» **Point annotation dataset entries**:

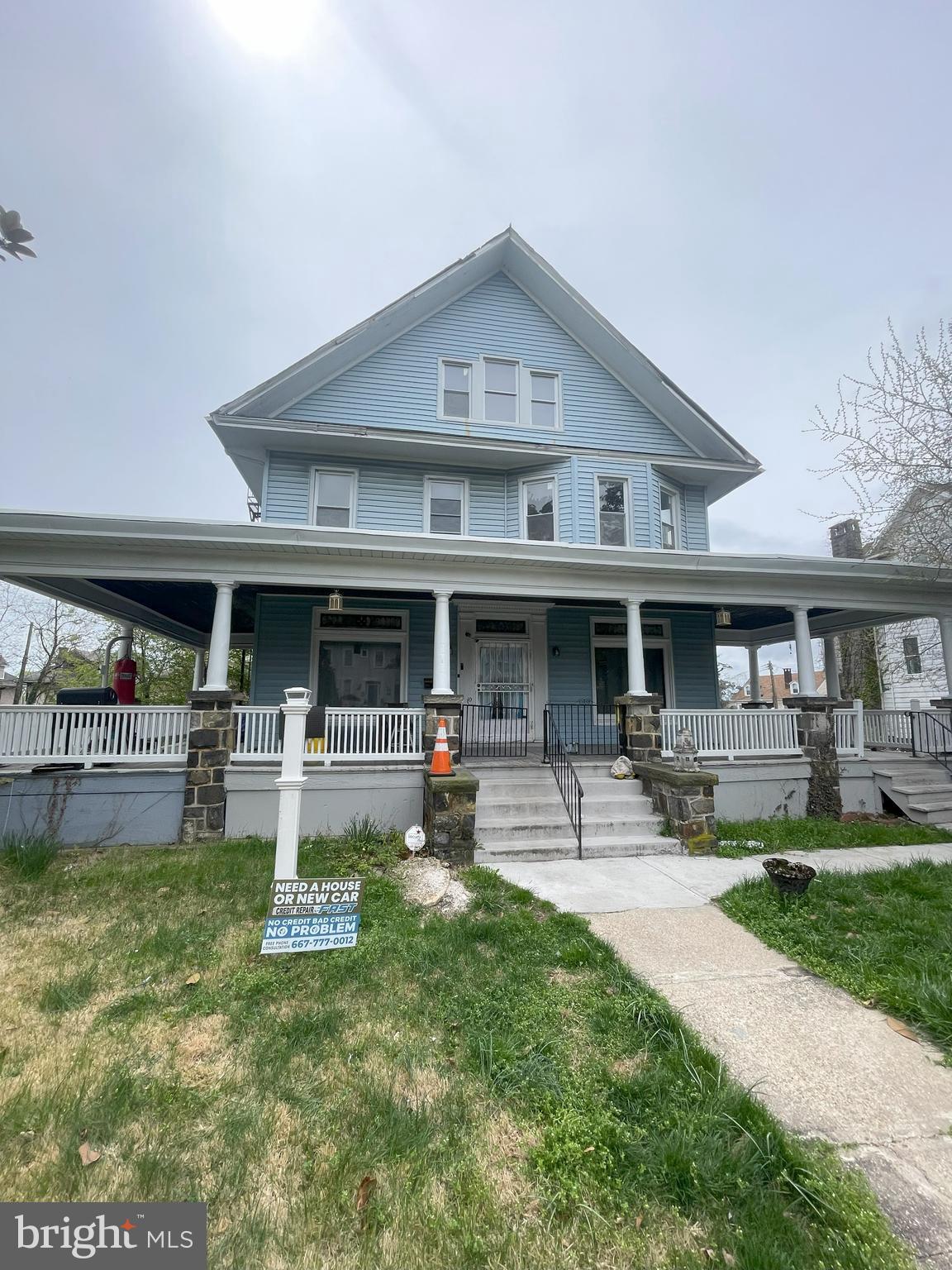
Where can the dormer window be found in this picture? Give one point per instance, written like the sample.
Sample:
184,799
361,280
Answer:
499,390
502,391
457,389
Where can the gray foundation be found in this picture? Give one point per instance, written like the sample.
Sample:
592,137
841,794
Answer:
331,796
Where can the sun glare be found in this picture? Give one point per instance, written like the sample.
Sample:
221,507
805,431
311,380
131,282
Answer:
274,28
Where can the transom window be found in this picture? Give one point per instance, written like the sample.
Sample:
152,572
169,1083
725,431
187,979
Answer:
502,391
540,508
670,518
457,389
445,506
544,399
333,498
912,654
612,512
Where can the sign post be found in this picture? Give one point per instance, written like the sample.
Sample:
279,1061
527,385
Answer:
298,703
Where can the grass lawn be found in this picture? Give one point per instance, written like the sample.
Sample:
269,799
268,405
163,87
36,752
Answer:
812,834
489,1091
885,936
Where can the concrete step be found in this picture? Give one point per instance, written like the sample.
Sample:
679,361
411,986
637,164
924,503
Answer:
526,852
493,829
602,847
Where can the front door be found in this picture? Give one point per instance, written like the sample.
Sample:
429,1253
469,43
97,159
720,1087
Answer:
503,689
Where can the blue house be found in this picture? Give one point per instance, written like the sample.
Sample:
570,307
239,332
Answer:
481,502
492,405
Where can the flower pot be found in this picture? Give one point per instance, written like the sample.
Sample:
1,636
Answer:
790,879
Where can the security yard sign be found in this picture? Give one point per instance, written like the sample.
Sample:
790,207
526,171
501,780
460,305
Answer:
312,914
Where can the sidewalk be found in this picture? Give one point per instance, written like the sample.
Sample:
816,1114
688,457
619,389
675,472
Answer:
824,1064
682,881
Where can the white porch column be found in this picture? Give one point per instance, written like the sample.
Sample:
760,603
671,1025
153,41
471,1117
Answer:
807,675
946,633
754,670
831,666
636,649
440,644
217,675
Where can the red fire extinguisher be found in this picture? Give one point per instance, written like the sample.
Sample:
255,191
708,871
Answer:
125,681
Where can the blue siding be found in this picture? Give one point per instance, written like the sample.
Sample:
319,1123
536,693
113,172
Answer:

» **Exercise directions**:
Can you copy out all of the entries above word for word, leaving out the pictures?

» **Reply to the exercise**:
Where can the dormer window be found in this picture? Give one point per instance, written like the sample.
Sample:
184,799
361,280
Answer:
499,390
502,391
457,389
Where can the gray foundation be found in this picture? Give one point per instance, written like the sample.
Sample:
592,137
841,794
Answer:
331,796
Where can the sun glare be found in this picture? Give one point per instance, written like the sample.
Sample:
221,507
805,431
311,380
131,282
Answer:
274,28
Where can the transom window be found in this picture? Give one point per instance, written like the sample.
Sample:
152,572
169,1083
725,431
187,979
Answer:
502,391
540,508
670,518
457,389
445,506
544,399
333,498
912,654
612,512
Where can the sign post be found in this picture? Give one point per instance, written like the sample.
Sample:
279,1061
527,385
Answer:
298,703
Where can the grass lawn be found in this picture? Give one point per instance, written like the sample.
Sample:
269,799
268,405
163,87
36,752
Answer:
812,834
489,1091
885,936
Where can the concrete step be found in this picture? Give one point per instance, written like the sample.
Sample:
679,361
411,986
637,164
924,503
Answer:
526,852
493,829
602,847
Where can the front door be found in this picture? Give one point per instance, written like the sample.
Sample:
429,1253
469,43
97,159
720,1087
Answer:
503,689
Where can the blue house be found in this picture? Give one point per instance, written like the sample.
Sample:
570,307
239,332
Answer:
481,502
492,405
Where can the flower pot be found in this picture? Give one point per instance, written like the sample.
Sample:
1,636
Answer:
790,879
Where can the security yard sign be found in this picture? Give one point per instance, written like the sample.
Sample:
790,207
526,171
501,780
460,305
Answer:
312,914
Where can the sidewalk be found in this picture? Give one point per instance, written like the sample.
Sample:
816,1114
688,457
619,389
675,472
Answer:
824,1064
682,881
Where can the white porch column be found in this picture? Give one point per instance, written like the sample.
Sample:
760,603
671,1025
153,41
471,1117
Answer:
807,675
946,633
754,670
831,666
636,649
440,644
217,675
Where can the red fire extinguisher be found in this picture? Give one point per instance, written like the sample.
Sample:
255,191
708,871
Answer:
125,681
Where can the blue siding be found in this picture? Give one point per instance, written like the sample.
Sample:
319,1123
536,693
113,172
Answer:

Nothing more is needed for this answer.